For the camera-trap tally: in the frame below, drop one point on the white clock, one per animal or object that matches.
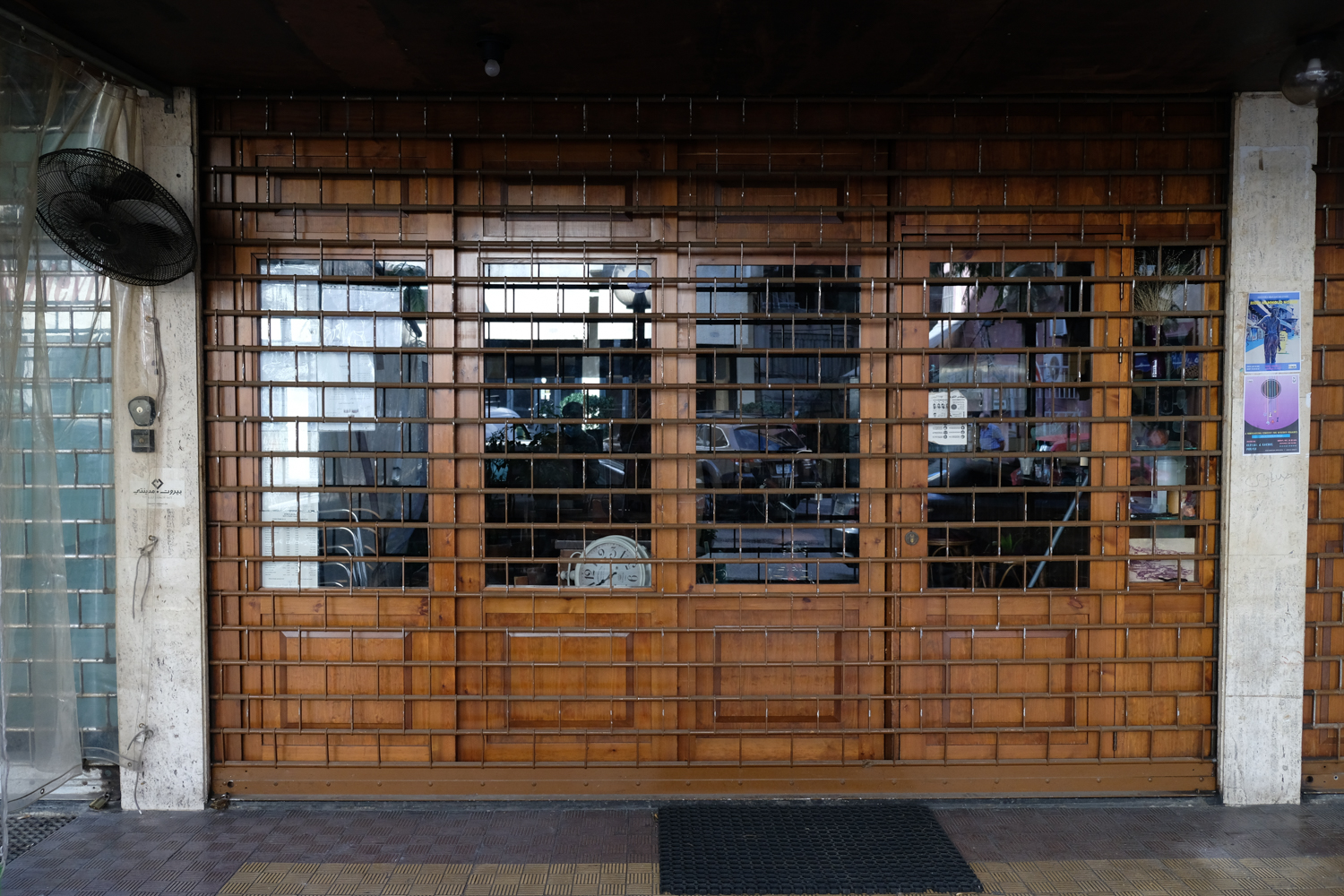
(607, 573)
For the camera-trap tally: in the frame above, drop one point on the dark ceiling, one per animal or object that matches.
(702, 47)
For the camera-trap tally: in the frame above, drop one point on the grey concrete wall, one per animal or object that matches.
(160, 599)
(1263, 597)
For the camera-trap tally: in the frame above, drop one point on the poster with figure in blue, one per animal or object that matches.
(1274, 332)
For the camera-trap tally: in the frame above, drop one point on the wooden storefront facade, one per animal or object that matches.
(658, 447)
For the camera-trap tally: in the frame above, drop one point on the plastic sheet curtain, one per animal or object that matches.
(46, 301)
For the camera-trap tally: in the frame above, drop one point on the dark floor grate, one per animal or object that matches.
(798, 848)
(27, 831)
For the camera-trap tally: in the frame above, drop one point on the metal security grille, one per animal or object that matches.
(1322, 697)
(639, 446)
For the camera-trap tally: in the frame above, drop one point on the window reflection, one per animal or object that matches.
(1005, 406)
(566, 429)
(777, 421)
(1166, 394)
(368, 406)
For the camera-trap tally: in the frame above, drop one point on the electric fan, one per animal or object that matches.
(113, 217)
(633, 287)
(1271, 390)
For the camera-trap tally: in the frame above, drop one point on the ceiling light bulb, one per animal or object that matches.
(1312, 75)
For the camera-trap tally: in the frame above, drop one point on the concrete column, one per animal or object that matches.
(1263, 597)
(160, 598)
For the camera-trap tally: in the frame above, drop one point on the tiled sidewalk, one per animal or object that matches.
(567, 849)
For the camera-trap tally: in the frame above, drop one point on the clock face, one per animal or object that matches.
(607, 573)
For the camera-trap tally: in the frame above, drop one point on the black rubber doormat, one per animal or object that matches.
(806, 848)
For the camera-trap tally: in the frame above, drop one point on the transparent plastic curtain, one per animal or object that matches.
(47, 102)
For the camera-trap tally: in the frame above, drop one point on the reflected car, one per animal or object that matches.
(753, 471)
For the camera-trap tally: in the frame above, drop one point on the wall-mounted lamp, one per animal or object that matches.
(1312, 75)
(492, 48)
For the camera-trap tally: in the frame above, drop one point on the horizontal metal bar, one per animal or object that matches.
(714, 211)
(774, 134)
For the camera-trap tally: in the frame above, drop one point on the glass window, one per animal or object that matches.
(777, 435)
(1167, 401)
(566, 424)
(1008, 424)
(346, 460)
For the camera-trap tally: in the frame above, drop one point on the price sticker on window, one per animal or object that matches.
(948, 405)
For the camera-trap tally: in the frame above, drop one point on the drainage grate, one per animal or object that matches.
(789, 848)
(27, 831)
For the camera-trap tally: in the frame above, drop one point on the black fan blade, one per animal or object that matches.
(113, 217)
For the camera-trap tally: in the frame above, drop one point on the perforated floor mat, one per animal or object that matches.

■ Your objective: Reproduce every line of the material precisely, omitting its pictures.

■ Answer below:
For the camera-trap tally: in the frame below, drop one point on the white clock, one per animal or object that matches.
(607, 573)
For the camera-trap tally: in the frame above, drop one point on the dark ceiling, one per animal or object that matches.
(702, 47)
For the camera-trap tally: in the frame above, drop one point on the grey concrete wall, one per animal or object that matches.
(160, 599)
(1263, 597)
For the camera-trap tally: in the frame above, drop one point on the poster with figure in blue, one per animal or object that matches.
(1274, 332)
For the camera-trap tally: in the frame above, drop one point on the wooden storefront facade, one per animal or object that matches.
(658, 447)
For the camera-trap tally: in the frame above, drop one point on the plastic sheet curtain, one per animal or object that matches.
(46, 301)
For the camera-trap tally: in the frame above, drop one point on the dark floor grate, one per animal or object that matches.
(798, 848)
(27, 831)
For the camera-trap tally: in the frame above, drop one point on the metal security grille, one per animal or object that matches.
(1322, 697)
(639, 446)
For the camera-trap tally: in the frame above, drop one point on the window reflection, one per animal or object that matches.
(1005, 406)
(566, 429)
(777, 421)
(1166, 394)
(368, 406)
For the camera-trap tally: in the frame above, drop one point on the electric fan, one per animal or object that matches.
(113, 217)
(633, 287)
(1271, 390)
For the camera-trap tally: in the frame above, drop one point on the ceiling light bulb, one per animal or object that matches.
(1312, 75)
For the camera-trap tally: in the frame above, drop one point on the concrete column, one per animal or object that matches.
(1263, 597)
(160, 598)
For the camera-trap tally: in the frame above, drop one point on the tiled sidewalk, one per animal or object that matches.
(567, 849)
For the camera-trap tally: in the frame above, drop one point on the clock face, one per animal or object that matches.
(607, 573)
For the camera-trap tally: in the frame above, drop one point on the black rubber doormat, one per animal or object that matches.
(806, 848)
For the camera-trap tally: in the frame above, drop one point on the transparent plastic curtain, one per animal or object that matches.
(47, 102)
For the camera-trap tally: in the frame above, drop one point on the reflected car, one per animal or object that matches.
(753, 471)
For the camera-trap tally: in the frame above, drop one point on the wall-mounted lamp, one per animal or object that matches.
(1312, 75)
(492, 48)
For the camera-trap tally: in the frame above, drop one point on the horizontal metal bar, one per animal or object that matches.
(714, 211)
(774, 134)
For the camera-trap tally: in the frame above, drop one point on the glass window, one per animal or object that matches.
(777, 435)
(1167, 401)
(566, 424)
(1008, 424)
(346, 460)
For the camera-trap tally: in the frame above, drop one point on the price sticker on window, one per animal or object that matches.
(948, 405)
For the camera-trap tally: in the frame above, drop one point on the drainage grate, one per animal or object that matches.
(789, 848)
(27, 831)
For the camera-trap tally: in the frame above, drop one point on the black fan blade, one per animal or object that matches.
(113, 217)
For the camera-trap tally: in the frame above, drop one point on the perforated floor mat, one per animal or object that matches.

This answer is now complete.